Stored records:
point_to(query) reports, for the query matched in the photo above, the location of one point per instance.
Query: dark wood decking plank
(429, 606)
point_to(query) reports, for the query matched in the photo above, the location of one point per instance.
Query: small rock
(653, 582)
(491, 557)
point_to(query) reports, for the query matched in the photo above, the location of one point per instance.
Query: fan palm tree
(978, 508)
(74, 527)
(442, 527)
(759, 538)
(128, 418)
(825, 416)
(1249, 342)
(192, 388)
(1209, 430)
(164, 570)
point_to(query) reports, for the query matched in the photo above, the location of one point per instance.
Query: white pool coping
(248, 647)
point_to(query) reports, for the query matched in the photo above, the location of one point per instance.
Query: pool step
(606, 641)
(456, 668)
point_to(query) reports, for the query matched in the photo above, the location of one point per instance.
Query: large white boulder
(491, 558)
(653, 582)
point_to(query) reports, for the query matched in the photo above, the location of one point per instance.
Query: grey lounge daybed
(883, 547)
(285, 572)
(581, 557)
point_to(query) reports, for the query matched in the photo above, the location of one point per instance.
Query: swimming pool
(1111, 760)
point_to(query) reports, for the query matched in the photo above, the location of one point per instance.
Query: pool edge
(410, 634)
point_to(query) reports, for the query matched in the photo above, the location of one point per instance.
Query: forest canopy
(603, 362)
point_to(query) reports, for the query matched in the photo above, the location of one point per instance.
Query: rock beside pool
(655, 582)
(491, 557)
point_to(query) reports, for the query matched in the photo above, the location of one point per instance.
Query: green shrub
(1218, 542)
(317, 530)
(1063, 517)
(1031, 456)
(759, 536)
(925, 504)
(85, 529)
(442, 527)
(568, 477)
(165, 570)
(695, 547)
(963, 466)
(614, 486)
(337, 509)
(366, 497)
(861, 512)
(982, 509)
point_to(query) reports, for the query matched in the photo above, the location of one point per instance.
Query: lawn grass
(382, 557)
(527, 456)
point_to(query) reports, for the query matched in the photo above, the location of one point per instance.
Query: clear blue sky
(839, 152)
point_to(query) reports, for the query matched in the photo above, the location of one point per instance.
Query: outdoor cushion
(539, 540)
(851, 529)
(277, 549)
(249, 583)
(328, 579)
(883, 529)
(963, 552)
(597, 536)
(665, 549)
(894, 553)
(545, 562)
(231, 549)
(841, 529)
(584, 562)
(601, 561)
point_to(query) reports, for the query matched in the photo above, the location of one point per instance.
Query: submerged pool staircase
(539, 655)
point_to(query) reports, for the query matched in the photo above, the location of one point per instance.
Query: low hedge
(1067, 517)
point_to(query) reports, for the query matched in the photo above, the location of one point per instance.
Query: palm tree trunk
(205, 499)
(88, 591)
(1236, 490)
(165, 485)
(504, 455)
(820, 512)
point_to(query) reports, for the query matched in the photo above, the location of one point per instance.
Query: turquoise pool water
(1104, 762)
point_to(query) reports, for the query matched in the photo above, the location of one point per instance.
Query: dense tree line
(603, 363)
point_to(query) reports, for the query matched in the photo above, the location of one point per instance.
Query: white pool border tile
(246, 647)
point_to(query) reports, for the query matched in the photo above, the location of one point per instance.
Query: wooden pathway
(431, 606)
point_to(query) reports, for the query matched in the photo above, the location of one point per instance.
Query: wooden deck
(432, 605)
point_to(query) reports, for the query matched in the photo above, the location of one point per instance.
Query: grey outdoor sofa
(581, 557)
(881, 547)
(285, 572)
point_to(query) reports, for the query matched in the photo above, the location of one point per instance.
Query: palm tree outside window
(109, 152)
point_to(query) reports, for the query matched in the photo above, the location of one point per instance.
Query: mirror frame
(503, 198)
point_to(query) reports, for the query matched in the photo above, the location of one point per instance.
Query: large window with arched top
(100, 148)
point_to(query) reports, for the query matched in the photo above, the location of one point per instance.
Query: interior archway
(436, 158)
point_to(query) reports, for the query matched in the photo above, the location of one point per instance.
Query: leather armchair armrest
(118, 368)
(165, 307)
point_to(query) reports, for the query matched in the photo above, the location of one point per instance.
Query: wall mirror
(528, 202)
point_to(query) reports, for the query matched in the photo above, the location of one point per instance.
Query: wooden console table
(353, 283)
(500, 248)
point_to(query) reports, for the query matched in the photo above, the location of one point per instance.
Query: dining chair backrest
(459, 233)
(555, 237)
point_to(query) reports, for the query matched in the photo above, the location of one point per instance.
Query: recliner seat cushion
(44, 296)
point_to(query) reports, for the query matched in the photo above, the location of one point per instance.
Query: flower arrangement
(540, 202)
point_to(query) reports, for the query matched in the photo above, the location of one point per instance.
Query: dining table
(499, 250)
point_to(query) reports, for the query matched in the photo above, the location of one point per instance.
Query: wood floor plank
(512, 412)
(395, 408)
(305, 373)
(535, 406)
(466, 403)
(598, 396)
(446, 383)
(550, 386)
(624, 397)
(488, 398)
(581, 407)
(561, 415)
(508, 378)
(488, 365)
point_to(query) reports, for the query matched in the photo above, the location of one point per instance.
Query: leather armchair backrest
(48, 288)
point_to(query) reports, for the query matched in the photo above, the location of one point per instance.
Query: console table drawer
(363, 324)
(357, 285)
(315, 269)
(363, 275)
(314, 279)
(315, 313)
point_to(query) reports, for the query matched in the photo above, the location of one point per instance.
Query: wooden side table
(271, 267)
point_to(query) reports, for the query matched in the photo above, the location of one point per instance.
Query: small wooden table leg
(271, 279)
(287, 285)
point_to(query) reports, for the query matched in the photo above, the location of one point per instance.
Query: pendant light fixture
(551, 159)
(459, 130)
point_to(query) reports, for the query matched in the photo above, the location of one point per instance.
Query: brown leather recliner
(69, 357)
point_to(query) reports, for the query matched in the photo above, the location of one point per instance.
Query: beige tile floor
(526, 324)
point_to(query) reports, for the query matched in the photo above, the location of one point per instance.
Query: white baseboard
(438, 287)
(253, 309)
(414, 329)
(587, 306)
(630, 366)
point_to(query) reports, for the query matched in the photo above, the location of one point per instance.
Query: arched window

# Task directions
Could you transcribe the records in full, exactly?

# Complete output
point_to(query) reports, for the query matched in the photo above, the location of one point per instance.
Query: dark wood decking plank
(429, 606)
point_to(query) reports, for the query matched in the photo above, the location of one point per instance.
Query: small rock
(653, 582)
(491, 557)
point_to(query) reports, for the query matched in the photo above, the location of one point per instance.
Query: fan palm tree
(978, 508)
(74, 527)
(442, 527)
(759, 538)
(128, 418)
(825, 416)
(1249, 342)
(192, 388)
(1209, 430)
(164, 570)
point_to(query) reports, for the query matched in the photo above, the location of one point per instance.
Query: white pool coping
(248, 647)
point_to(query) reports, for the query matched in the photo above, the location of one point per instance.
Query: pool step
(606, 641)
(456, 668)
point_to(query) reports, for the query matched in the photo above, the location of one point per instance.
Query: large white boulder
(491, 558)
(653, 582)
point_to(query) reports, for the query matched in the photo above, the location of one point per instance.
Query: grey lounge daybed
(883, 547)
(285, 572)
(581, 557)
point_to(query) reports, for the query matched in the photo above, the location of one point per instance.
Query: swimming pool
(1111, 760)
point_to(query) reports, for the query matched in the photo above, the location of one point per instance.
Query: pool edge
(410, 634)
point_to(query) reports, for the query matched in the photo above, the location of one point per instance.
Query: forest canopy
(603, 362)
point_to(query) reports, for the query matched in the photo above, the location of one point per instance.
Query: rock beside pool
(655, 582)
(491, 557)
point_to(query) reports, for the query matched in the photo above, the location of one point per instance.
Query: green shrub
(1218, 542)
(317, 530)
(1063, 517)
(1031, 456)
(759, 536)
(925, 504)
(85, 529)
(442, 527)
(568, 477)
(165, 570)
(695, 547)
(963, 466)
(614, 486)
(337, 509)
(366, 497)
(861, 512)
(982, 509)
point_to(query) reports, for the query matched in the photo above, the location of one point per instance.
Query: lawn grass
(382, 557)
(527, 456)
point_to(query) reports, for the query matched in the photo above, the location of one point per instance.
Query: clear blue sky
(839, 152)
point_to(query) reports, for the query matched in the photo above, the location of one point per instance.
Query: outdoor cushion
(539, 540)
(851, 529)
(277, 549)
(249, 583)
(328, 579)
(883, 529)
(963, 552)
(597, 536)
(665, 549)
(894, 553)
(545, 562)
(231, 549)
(841, 529)
(584, 562)
(601, 561)
point_to(query) reports, for the query matched in the photo above, the location of one point per instance.
Query: submerged pool staircase
(539, 655)
point_to(query) reports, for the query matched in the photo above, the location of one point per instance.
Query: low hedge
(1067, 517)
point_to(query) reports, for the query matched in the photo above, the location of one point per instance.
Query: palm tree trunk
(205, 499)
(88, 591)
(1236, 490)
(165, 485)
(504, 455)
(820, 512)
point_to(query) reports, for the query matched in the photo above, the location of one point per instance.
Query: turquoise pool water
(1104, 762)
point_to(query) reports, for the query matched in the photo above, the location of one point per instance.
Query: dense tree line
(603, 363)
point_to(query) reports, for the query matched in the photo above, the location of one point per instance.
Query: white pool border tile
(246, 647)
point_to(query) reports, for the query matched in the photo above, the location of one point per instance.
Query: wooden pathway
(431, 606)
point_to(query) reports, for the query matched in the photo above, the location of one point per instance.
Query: wooden deck
(432, 605)
point_to(query) reports, for the query matched in the photo above, the location of one point per instance.
Query: grey outdoor sofa
(581, 557)
(881, 547)
(285, 572)
point_to(query) reports, for the query matched in the photo above, the location of one point per instance.
Query: palm tree outside window
(109, 152)
point_to(query) reports, for the query matched in the photo above, the location of one point per instance.
Query: mirror frame
(503, 198)
point_to(query) reports, for the query matched in the photo above, the location of one point per instance.
Query: large window with arched top
(100, 148)
point_to(query) reports, for the query matched in the photo above, the location of one point per instance.
Query: interior archway
(436, 158)
point_to(query) reports, for the query matched in the photo above, the location of one point per instance.
Query: leather armchair armrest
(118, 368)
(165, 307)
point_to(query) reports, for the query matched in the photo above, the location of one point per instance.
Query: wall mirror
(528, 202)
point_to(query) reports, for the query matched in the photo above, the location of one point per instance.
Query: wooden console table
(353, 283)
(500, 248)
point_to(query) reports, for the query matched in the photo above, the location of one point per instance.
Query: dining chair backrest
(459, 233)
(555, 237)
point_to(query) reports, for the query matched in the photo above, the location of one point per instance.
Query: recliner seat cushion
(44, 296)
point_to(query) reports, for the query matched in the photo above, the location of one point per instance.
Query: flower arrangement
(540, 202)
point_to(query) reports, for the query matched in the photo above, the location of one point per instance.
Query: dining table
(499, 250)
point_to(query) reports, for the query matched in the photo above, the location of one point per instance.
Query: wood floor plank
(512, 412)
(395, 408)
(305, 373)
(535, 406)
(466, 403)
(598, 396)
(446, 383)
(550, 386)
(624, 397)
(488, 398)
(581, 407)
(561, 415)
(508, 378)
(488, 365)
point_to(query) reports, for the query matched in the photo above, the location of one point per instance.
Query: leather armchair backrest
(48, 288)
point_to(query) reports, for the query matched in the photo above, the location of one point per instance.
Query: console table drawer
(363, 324)
(357, 285)
(315, 269)
(363, 275)
(314, 279)
(315, 313)
point_to(query) reports, for the query matched in the photo above, the location of one point per instance.
Query: wooden side table
(271, 267)
point_to(query) reports, for the query matched in the photo above, the location of one point per instance.
Query: small wooden table leg
(271, 279)
(287, 285)
point_to(query) reports, for the query matched in the photo above, the location of one point per instance.
Query: pendant light fixture
(551, 159)
(459, 130)
point_to(query) reports, for the query matched in the photo above, the location of one point per instance.
Query: brown leather recliner
(69, 357)
point_to(query) reports, for the query matched in the photo above, the location of one point per instance.
Query: beige tile floor
(526, 324)
point_to(query) reports, for the query matched in the photo above, the location of one point per instance.
Query: white baseboard
(438, 287)
(253, 309)
(414, 329)
(587, 306)
(630, 366)
point_to(query) reports, for the query matched in the photo above, the location of one point per instance.
Query: arched window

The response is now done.